TASK TO COMPLETE
Write out the listing below from the line containing "mouth, your assistance would be valued." to its last line, unaltered, ends included.
----------------------------------------
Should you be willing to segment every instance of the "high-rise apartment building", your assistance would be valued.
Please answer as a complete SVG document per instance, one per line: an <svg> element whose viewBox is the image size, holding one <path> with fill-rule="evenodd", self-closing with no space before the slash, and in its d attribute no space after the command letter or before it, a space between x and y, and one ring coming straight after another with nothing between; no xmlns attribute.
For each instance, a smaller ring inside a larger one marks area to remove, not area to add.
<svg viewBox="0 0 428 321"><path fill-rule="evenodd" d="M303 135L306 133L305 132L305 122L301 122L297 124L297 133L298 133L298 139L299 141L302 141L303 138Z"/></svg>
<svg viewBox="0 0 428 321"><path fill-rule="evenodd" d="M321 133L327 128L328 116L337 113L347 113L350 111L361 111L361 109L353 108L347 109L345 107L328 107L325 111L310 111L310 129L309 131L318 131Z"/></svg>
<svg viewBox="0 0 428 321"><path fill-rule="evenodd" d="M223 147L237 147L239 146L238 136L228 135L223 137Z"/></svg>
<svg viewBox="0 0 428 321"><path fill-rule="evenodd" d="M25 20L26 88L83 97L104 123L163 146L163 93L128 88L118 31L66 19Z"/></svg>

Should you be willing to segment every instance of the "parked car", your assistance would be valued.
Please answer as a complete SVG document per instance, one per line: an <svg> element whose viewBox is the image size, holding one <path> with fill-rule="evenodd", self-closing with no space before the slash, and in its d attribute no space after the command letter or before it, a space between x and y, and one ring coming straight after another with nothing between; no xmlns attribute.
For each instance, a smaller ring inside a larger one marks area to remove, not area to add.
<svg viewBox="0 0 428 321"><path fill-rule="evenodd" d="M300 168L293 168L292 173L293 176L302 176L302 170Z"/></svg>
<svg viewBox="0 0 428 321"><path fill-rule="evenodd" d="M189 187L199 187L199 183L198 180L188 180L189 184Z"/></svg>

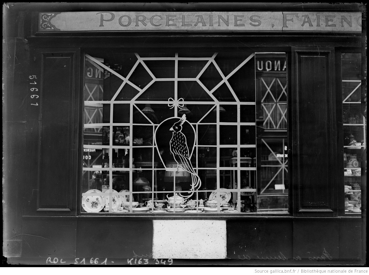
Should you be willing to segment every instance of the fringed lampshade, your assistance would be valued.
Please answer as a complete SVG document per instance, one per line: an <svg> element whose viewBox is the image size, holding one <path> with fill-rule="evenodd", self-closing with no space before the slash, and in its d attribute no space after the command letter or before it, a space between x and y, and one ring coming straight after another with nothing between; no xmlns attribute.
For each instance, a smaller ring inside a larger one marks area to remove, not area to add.
<svg viewBox="0 0 369 275"><path fill-rule="evenodd" d="M213 110L213 111L214 112L217 112L217 107L215 107L215 108L214 108L214 109ZM225 109L224 109L224 108L223 108L223 107L222 107L221 106L219 106L219 113L224 113L225 112Z"/></svg>
<svg viewBox="0 0 369 275"><path fill-rule="evenodd" d="M189 114L190 113L191 111L187 107L186 104L183 105L183 106L178 110L178 113L181 115L183 114Z"/></svg>
<svg viewBox="0 0 369 275"><path fill-rule="evenodd" d="M168 168L177 168L177 163L175 161L166 162L165 166ZM174 176L176 176L176 183L188 182L192 180L191 174L186 171L183 170L179 171L166 171L164 174L164 181L173 182Z"/></svg>
<svg viewBox="0 0 369 275"><path fill-rule="evenodd" d="M150 104L145 104L145 108L141 110L144 114L153 114L155 112L151 108L151 106Z"/></svg>

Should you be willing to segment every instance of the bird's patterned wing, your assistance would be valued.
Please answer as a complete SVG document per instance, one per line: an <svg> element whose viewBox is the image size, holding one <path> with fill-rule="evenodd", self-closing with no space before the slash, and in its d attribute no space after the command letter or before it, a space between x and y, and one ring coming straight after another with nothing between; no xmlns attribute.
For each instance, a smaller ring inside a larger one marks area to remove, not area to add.
<svg viewBox="0 0 369 275"><path fill-rule="evenodd" d="M170 145L173 150L172 152L185 158L190 158L190 153L186 136L182 132L174 133L170 140Z"/></svg>

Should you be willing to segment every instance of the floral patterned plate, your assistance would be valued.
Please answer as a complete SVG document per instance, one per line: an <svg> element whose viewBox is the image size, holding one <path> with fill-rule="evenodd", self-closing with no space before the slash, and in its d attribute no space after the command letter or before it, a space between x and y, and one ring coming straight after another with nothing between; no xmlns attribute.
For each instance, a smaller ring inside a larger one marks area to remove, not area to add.
<svg viewBox="0 0 369 275"><path fill-rule="evenodd" d="M227 203L231 199L231 192L227 192L224 191L225 188L221 188L219 192L219 194L220 195L220 204L223 204L224 203ZM222 191L223 190L223 191ZM213 191L211 194L209 196L209 200L217 200L217 191Z"/></svg>
<svg viewBox="0 0 369 275"><path fill-rule="evenodd" d="M122 199L122 202L128 202L130 201L130 191L129 190L121 190L119 191L120 193L127 193L124 195L120 195L121 198ZM132 201L134 201L133 198L132 198Z"/></svg>
<svg viewBox="0 0 369 275"><path fill-rule="evenodd" d="M166 213L165 210L152 210L150 212L151 213Z"/></svg>
<svg viewBox="0 0 369 275"><path fill-rule="evenodd" d="M200 213L202 212L203 211L200 209L199 209L198 211L197 210L187 210L186 211L186 213Z"/></svg>
<svg viewBox="0 0 369 275"><path fill-rule="evenodd" d="M211 207L205 207L204 208L204 212L216 212L218 211L217 208L212 208Z"/></svg>
<svg viewBox="0 0 369 275"><path fill-rule="evenodd" d="M238 211L236 210L224 210L223 212L225 212L226 213L238 213Z"/></svg>
<svg viewBox="0 0 369 275"><path fill-rule="evenodd" d="M147 212L150 210L149 208L147 207L140 207L139 208L134 208L132 209L132 211L133 212Z"/></svg>
<svg viewBox="0 0 369 275"><path fill-rule="evenodd" d="M82 207L86 212L100 212L105 206L105 198L99 194L102 194L100 190L90 189L85 193L97 193L94 196L83 196L82 197Z"/></svg>
<svg viewBox="0 0 369 275"><path fill-rule="evenodd" d="M167 210L168 212L184 212L184 210L183 210L182 209L177 209L176 208L176 210L175 210L174 209L169 209Z"/></svg>
<svg viewBox="0 0 369 275"><path fill-rule="evenodd" d="M118 192L115 190L113 190L113 193L118 193ZM103 192L103 193L108 193L109 190L105 190ZM105 207L109 208L109 201L110 196L105 196ZM122 200L119 195L113 195L111 197L111 201L113 202L113 206L111 209L113 210L116 210L117 208L120 207L122 205Z"/></svg>

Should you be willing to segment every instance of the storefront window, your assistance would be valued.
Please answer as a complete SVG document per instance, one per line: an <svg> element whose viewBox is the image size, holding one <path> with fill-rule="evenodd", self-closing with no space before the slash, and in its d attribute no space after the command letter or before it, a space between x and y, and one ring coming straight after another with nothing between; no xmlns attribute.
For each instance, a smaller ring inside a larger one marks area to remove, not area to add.
<svg viewBox="0 0 369 275"><path fill-rule="evenodd" d="M284 53L85 57L82 212L288 212Z"/></svg>
<svg viewBox="0 0 369 275"><path fill-rule="evenodd" d="M366 147L366 122L361 110L361 55L342 53L341 60L345 211L361 214L361 159Z"/></svg>

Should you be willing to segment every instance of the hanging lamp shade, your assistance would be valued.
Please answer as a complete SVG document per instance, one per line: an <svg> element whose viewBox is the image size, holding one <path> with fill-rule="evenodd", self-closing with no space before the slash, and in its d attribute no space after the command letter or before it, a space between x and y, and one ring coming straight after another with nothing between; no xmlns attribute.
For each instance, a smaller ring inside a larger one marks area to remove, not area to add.
<svg viewBox="0 0 369 275"><path fill-rule="evenodd" d="M133 181L134 185L149 185L150 181L144 177L139 177Z"/></svg>
<svg viewBox="0 0 369 275"><path fill-rule="evenodd" d="M213 110L213 112L217 112L217 107L215 107ZM225 109L221 106L219 106L219 113L224 113L225 112Z"/></svg>
<svg viewBox="0 0 369 275"><path fill-rule="evenodd" d="M144 114L153 114L155 112L151 108L151 106L150 104L145 104L145 108L141 110Z"/></svg>
<svg viewBox="0 0 369 275"><path fill-rule="evenodd" d="M176 168L177 163L176 161L168 162L165 163L165 166L168 168ZM166 171L164 176L164 181L173 182L174 176L176 176L176 183L188 182L191 181L191 174L187 171L183 169L179 171Z"/></svg>
<svg viewBox="0 0 369 275"><path fill-rule="evenodd" d="M186 106L186 104L184 104L183 106L179 110L178 110L178 113L180 114L189 114L191 113L191 111L190 111L187 107Z"/></svg>

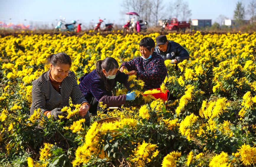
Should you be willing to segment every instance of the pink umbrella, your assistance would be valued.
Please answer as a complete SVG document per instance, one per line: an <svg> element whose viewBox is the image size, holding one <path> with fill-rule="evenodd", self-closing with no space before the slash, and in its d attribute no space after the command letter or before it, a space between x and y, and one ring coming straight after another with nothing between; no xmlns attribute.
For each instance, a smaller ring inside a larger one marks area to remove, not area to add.
<svg viewBox="0 0 256 167"><path fill-rule="evenodd" d="M139 15L136 12L128 12L126 14L129 14L129 15L136 15L138 16L139 16Z"/></svg>

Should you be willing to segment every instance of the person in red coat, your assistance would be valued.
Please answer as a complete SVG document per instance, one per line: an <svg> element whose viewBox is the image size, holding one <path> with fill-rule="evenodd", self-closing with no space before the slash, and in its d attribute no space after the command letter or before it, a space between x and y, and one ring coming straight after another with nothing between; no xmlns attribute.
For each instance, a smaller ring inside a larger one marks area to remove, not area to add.
<svg viewBox="0 0 256 167"><path fill-rule="evenodd" d="M80 23L77 26L77 31L76 31L77 32L79 32L81 31L81 24Z"/></svg>

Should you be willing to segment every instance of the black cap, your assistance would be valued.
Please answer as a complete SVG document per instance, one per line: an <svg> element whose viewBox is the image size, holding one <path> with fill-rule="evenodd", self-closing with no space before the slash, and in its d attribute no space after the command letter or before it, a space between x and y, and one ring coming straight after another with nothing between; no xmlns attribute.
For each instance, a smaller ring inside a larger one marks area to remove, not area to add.
<svg viewBox="0 0 256 167"><path fill-rule="evenodd" d="M167 37L165 35L159 35L156 38L156 45L163 45L167 42Z"/></svg>

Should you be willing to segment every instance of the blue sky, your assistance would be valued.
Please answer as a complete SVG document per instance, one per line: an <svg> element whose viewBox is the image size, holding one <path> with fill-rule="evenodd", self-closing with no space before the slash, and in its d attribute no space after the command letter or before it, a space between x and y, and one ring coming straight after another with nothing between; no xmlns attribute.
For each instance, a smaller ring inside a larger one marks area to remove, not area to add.
<svg viewBox="0 0 256 167"><path fill-rule="evenodd" d="M168 6L172 0L164 0ZM252 0L242 0L246 9ZM174 0L172 0L174 1ZM235 0L184 0L188 2L192 11L191 19L210 19L212 23L221 14L232 19L237 1ZM40 23L56 22L60 16L67 22L79 20L85 24L96 23L101 18L106 22L115 21L122 24L126 19L121 14L122 0L0 0L0 21L6 23L29 24L29 21ZM167 16L166 18L169 17ZM11 18L12 19L9 19ZM26 19L27 21L24 21Z"/></svg>

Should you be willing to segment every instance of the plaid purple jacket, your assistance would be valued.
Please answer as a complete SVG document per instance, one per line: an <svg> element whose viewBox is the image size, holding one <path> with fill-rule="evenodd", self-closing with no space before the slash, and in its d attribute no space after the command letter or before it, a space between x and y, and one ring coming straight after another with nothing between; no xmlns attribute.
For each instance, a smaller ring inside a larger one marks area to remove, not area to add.
<svg viewBox="0 0 256 167"><path fill-rule="evenodd" d="M144 88L147 90L160 87L167 75L164 59L155 52L148 60L138 57L122 63L120 67L122 66L126 67L128 71L136 71L137 77L145 82Z"/></svg>

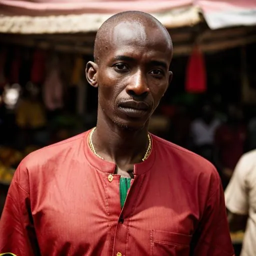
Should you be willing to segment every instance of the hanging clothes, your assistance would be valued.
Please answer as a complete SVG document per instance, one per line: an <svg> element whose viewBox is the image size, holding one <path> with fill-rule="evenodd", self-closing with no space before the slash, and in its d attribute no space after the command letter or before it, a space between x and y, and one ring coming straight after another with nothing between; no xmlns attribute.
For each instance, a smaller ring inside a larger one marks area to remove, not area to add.
<svg viewBox="0 0 256 256"><path fill-rule="evenodd" d="M36 50L34 51L31 68L30 81L36 84L44 82L46 72L46 53L44 51Z"/></svg>
<svg viewBox="0 0 256 256"><path fill-rule="evenodd" d="M0 52L0 88L3 88L7 82L4 74L4 66L6 56L6 49L2 49Z"/></svg>
<svg viewBox="0 0 256 256"><path fill-rule="evenodd" d="M52 111L63 106L63 84L58 66L58 60L54 58L42 88L45 106Z"/></svg>
<svg viewBox="0 0 256 256"><path fill-rule="evenodd" d="M74 68L72 74L71 80L71 84L72 86L76 86L79 84L81 78L81 74L82 70L84 68L84 60L82 56L78 56L75 60Z"/></svg>
<svg viewBox="0 0 256 256"><path fill-rule="evenodd" d="M10 81L11 84L20 84L20 72L21 66L21 56L20 50L14 50L14 58L12 62Z"/></svg>
<svg viewBox="0 0 256 256"><path fill-rule="evenodd" d="M202 93L206 90L206 74L203 54L198 46L194 48L188 60L186 76L188 92Z"/></svg>

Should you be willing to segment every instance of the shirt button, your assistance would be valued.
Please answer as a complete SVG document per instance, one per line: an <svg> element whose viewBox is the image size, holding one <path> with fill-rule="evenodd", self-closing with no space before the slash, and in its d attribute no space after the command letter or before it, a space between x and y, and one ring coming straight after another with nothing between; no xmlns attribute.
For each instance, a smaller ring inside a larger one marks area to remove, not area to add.
<svg viewBox="0 0 256 256"><path fill-rule="evenodd" d="M108 181L110 182L112 182L113 178L114 178L113 177L113 176L111 174L110 174L110 175L108 175ZM120 255L119 256L122 256L122 255Z"/></svg>

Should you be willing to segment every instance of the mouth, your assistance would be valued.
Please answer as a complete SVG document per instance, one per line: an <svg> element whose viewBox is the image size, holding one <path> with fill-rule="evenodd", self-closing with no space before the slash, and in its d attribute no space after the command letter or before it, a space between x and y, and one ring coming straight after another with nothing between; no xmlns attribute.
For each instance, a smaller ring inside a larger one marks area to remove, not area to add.
<svg viewBox="0 0 256 256"><path fill-rule="evenodd" d="M131 118L140 118L148 113L150 106L143 102L128 100L118 104L118 109L121 112Z"/></svg>

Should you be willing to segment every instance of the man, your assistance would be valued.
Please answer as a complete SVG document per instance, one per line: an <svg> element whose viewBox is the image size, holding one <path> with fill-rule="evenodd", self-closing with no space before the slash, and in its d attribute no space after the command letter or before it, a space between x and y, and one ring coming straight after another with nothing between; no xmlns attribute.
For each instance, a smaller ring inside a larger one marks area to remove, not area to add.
----------------------------------------
TASK ANSWER
Should you be willing to segment every instance of the mouth, your assistance would be valued.
Please answer as a complete SVG document per instance, one per line: an <svg> element whose viewBox is the image size, holding one <path> with fill-rule="evenodd", self-closing with no space before the slash, and in its d attribute no space after the command letter or before it, a space between x and y, and one ring coming straight after another with nothing between; no xmlns attribute.
For each instance, a smaller ring inside a larger one marks area to remove, not area to add.
<svg viewBox="0 0 256 256"><path fill-rule="evenodd" d="M131 118L140 118L148 113L150 106L143 102L128 100L118 104L118 109L121 112Z"/></svg>

Should you be willing to segment every instance of the man, your assistance would be valued.
Please answer as a complete SVG document per instance, one per line: an <svg> element whose viewBox is the image size, holding one <path> with fill-rule="evenodd", self-closing with no space before the slash, and in its d attribute no space after the command letter or before it, a space between x and y, and one ring coming straight after another with nothing between; no xmlns attribute.
For each instance, a smaller ring inside a larger one marks area to remove, not area to add.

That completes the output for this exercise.